EXERCISE PROMPT: Pull out every line of the records below that contains the string "mesh", treating case as significant. Copy each matching line in full.

[Point annotations for photos]
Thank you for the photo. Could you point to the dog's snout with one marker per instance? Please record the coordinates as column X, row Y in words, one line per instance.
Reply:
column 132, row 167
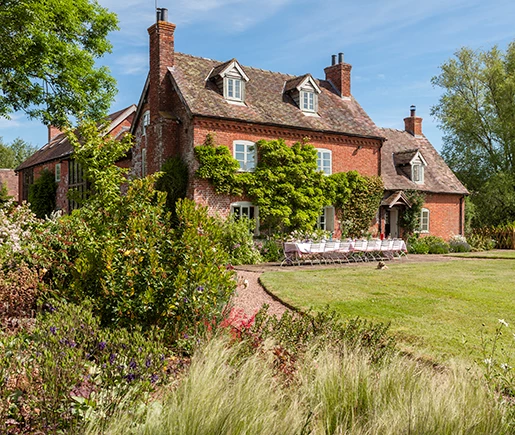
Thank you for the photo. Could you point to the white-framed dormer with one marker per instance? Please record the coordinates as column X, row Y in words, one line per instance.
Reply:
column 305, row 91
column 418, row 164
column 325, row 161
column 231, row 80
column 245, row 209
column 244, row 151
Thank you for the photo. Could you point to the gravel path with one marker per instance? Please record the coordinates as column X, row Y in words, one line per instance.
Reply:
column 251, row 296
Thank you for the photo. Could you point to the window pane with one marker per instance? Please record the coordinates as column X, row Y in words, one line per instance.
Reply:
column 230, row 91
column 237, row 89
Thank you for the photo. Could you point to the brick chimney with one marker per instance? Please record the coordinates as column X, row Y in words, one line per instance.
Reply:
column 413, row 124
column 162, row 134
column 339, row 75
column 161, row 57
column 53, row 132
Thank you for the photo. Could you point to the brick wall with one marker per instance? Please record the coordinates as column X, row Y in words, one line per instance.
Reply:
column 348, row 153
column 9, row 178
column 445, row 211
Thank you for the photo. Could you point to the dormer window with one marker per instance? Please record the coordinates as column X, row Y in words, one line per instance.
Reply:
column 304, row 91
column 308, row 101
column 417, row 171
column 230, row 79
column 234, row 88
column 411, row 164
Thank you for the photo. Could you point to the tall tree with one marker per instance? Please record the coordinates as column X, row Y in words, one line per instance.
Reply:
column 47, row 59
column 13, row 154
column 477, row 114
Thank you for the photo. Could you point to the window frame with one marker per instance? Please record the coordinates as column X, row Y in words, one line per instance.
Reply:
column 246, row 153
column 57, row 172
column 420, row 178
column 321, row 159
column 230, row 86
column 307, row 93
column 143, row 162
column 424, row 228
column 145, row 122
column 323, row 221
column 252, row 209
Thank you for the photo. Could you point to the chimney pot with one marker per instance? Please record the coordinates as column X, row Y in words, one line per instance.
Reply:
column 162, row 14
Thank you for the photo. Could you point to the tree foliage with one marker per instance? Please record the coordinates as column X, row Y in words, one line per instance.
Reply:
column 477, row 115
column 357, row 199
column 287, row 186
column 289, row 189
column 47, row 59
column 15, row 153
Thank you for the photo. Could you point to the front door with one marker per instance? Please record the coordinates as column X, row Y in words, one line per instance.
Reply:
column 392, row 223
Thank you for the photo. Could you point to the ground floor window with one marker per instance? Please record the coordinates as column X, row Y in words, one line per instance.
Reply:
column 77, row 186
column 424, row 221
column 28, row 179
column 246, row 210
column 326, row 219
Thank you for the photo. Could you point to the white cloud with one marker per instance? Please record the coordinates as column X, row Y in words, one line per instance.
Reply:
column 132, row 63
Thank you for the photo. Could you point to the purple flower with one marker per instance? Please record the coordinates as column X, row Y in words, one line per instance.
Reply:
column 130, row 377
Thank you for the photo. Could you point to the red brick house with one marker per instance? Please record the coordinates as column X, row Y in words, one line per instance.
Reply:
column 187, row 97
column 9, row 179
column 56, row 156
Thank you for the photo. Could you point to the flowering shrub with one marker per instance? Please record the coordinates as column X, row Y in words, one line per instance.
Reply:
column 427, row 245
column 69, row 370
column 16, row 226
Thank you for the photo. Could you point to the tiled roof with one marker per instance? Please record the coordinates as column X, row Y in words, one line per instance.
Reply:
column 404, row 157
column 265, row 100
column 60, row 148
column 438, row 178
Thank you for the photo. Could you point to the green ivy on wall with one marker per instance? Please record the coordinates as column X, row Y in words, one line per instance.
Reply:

* * *

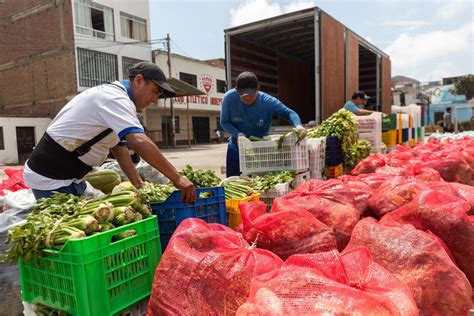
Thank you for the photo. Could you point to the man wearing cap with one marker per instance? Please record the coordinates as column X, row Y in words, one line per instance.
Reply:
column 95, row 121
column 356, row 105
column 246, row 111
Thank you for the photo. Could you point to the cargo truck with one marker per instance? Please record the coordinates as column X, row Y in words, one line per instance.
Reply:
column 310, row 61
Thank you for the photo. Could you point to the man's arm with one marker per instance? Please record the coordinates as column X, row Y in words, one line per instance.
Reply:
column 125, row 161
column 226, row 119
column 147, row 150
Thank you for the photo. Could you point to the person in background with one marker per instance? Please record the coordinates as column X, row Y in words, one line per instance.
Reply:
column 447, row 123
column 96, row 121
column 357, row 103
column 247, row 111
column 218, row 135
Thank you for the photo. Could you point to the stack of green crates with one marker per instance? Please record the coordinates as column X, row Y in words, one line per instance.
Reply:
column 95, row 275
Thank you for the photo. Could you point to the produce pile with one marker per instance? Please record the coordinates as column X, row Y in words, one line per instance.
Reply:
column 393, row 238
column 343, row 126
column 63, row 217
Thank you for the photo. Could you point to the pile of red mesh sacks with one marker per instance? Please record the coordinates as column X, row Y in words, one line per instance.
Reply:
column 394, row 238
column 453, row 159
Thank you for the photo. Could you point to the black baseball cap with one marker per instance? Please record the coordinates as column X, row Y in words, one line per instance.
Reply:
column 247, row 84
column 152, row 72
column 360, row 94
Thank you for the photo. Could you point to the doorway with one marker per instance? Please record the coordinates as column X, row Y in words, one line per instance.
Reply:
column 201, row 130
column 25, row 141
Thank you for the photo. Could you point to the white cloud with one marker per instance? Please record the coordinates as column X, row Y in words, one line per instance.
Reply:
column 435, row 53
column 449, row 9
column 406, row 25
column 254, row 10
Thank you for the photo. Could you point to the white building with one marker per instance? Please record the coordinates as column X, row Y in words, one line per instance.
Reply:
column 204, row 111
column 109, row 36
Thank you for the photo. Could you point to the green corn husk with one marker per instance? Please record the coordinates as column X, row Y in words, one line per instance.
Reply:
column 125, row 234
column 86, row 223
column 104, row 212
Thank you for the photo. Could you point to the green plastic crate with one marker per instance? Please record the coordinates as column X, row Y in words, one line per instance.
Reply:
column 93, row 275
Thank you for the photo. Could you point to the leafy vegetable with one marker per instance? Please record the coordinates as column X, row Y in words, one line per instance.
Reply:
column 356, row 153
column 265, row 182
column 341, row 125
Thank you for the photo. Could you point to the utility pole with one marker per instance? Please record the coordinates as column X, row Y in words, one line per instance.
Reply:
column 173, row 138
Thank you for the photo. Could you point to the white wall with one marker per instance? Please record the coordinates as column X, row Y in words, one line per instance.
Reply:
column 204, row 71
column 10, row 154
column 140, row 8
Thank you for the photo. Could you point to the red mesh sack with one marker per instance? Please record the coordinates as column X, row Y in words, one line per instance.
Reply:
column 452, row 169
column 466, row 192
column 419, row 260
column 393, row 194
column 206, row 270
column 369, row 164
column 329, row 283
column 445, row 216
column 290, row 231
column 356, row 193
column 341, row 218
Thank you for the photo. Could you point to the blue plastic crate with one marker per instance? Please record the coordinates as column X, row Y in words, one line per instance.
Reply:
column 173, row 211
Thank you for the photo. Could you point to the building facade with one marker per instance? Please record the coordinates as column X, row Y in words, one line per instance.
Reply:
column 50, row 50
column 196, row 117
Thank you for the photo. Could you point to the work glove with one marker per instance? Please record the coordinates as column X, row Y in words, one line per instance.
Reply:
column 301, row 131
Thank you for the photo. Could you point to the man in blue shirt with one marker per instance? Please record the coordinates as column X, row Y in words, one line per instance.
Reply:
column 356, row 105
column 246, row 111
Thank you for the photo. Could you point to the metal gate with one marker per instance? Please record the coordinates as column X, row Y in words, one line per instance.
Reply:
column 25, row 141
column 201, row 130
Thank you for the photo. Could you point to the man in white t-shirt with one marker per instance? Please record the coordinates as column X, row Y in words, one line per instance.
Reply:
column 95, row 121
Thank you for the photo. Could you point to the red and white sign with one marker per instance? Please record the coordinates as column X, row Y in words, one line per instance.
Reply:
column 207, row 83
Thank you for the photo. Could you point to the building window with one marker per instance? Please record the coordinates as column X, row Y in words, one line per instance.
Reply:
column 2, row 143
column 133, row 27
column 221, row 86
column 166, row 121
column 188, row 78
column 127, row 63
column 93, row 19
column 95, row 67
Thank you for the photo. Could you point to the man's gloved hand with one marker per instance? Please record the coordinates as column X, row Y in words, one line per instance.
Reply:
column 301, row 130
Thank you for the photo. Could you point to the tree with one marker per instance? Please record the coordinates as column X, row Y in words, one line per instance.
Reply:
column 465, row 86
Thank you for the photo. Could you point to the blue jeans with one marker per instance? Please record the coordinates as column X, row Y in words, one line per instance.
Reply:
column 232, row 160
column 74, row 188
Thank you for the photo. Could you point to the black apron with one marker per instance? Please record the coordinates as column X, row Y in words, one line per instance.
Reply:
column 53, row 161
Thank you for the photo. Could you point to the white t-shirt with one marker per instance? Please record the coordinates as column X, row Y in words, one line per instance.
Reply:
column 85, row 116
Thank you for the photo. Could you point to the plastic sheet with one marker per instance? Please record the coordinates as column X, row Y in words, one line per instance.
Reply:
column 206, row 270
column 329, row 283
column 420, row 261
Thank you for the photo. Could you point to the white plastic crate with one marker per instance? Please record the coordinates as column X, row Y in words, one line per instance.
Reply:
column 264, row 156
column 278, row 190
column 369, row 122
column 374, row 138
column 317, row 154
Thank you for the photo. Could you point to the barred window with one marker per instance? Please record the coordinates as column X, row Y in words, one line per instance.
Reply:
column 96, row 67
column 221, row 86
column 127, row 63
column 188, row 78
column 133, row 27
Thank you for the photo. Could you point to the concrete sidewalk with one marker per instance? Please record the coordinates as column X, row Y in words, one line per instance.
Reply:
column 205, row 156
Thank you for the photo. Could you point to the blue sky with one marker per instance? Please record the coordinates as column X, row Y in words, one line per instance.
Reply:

--

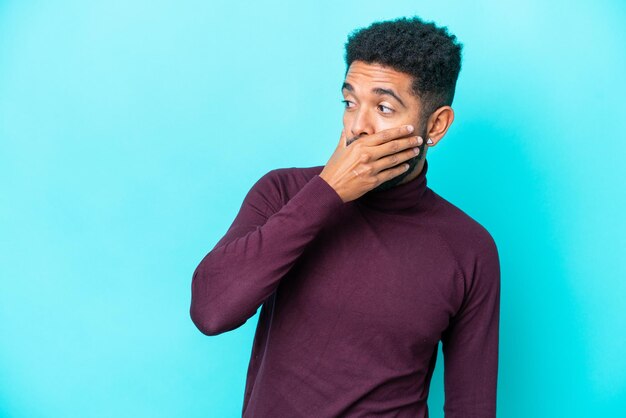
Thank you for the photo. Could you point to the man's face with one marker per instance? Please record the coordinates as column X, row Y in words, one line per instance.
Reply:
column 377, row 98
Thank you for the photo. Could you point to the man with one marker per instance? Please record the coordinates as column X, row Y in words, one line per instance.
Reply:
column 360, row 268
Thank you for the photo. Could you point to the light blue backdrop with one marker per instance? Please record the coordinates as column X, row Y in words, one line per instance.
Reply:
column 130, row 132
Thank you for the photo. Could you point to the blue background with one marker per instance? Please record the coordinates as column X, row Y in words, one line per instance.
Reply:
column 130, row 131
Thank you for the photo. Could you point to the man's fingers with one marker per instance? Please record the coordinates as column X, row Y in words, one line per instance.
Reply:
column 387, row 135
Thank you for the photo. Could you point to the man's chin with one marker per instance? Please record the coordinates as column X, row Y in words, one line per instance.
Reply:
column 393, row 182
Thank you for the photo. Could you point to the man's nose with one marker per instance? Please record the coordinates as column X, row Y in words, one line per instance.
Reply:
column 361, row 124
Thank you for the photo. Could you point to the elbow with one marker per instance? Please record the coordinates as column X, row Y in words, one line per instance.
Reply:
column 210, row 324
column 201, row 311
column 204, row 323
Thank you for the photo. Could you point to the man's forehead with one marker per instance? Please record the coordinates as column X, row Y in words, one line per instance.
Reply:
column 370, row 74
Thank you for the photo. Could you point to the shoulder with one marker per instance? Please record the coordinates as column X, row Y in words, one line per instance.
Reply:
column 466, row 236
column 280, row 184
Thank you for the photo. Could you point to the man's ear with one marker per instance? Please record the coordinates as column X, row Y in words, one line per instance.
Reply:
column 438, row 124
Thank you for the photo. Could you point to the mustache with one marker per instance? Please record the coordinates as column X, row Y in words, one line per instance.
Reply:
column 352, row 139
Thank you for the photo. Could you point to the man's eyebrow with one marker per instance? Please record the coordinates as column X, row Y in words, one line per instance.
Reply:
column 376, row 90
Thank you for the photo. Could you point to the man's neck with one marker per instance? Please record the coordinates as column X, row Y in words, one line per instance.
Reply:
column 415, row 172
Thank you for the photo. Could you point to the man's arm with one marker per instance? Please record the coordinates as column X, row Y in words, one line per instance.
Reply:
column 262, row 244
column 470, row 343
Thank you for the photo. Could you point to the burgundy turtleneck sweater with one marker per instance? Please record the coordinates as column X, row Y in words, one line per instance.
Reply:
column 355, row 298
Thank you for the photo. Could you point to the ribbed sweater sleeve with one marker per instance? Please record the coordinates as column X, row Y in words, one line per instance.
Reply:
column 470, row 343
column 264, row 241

CORRECT RESULT:
Thank you for the photo. Could you point to the pile of red mesh sacks with one marker per instance? Please record the coordinates as column X, row Y in words, one line per instance.
Thank you for the photo. Could you point to the red mesh sack with one marker per instance? Please record the coordinates as column X, row Y in words, one line per instance.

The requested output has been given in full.